▶ [RECORDS TO PROCESS]:
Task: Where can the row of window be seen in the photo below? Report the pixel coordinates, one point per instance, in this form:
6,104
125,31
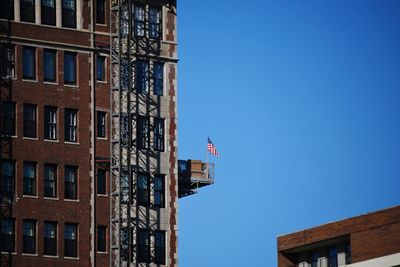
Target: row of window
50,237
48,11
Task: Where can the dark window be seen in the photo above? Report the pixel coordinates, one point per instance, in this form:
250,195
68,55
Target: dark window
29,178
27,10
70,125
101,181
100,12
159,253
101,238
50,238
29,120
141,78
101,124
139,21
159,134
71,183
154,23
8,177
158,78
50,180
8,114
143,135
143,190
29,237
144,246
69,68
69,13
49,12
7,235
50,123
29,62
49,65
101,68
70,240
159,196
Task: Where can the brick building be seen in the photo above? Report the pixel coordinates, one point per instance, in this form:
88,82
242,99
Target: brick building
370,240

▶ [WHAT IS NEEDED]:
Write out every line of the records above word for word, leaving out the pictures.

▶ [COMPLETE ANSWER]:
Task: Where can the row of window be seen in the photo below? Report the pixel coordinates, one point per instance, in this form:
6,104
125,31
Target: row of window
50,237
48,11
Task: Where can the dark window be seen in the photo above? Report the pixel coordinates, one point per instance, in this form:
250,195
68,55
Target: dark window
29,178
27,10
70,125
101,181
100,12
159,253
101,238
50,238
29,120
141,78
101,124
139,21
159,134
71,183
154,23
8,177
158,78
50,180
8,114
143,135
143,190
29,237
144,246
69,68
69,13
49,12
7,235
50,123
29,62
49,65
101,68
70,240
159,196
Task: Where can the brick building be seen in the photo above? Report the pixel coordinates, one point per instance, in this form:
88,82
242,99
Target: brick building
370,240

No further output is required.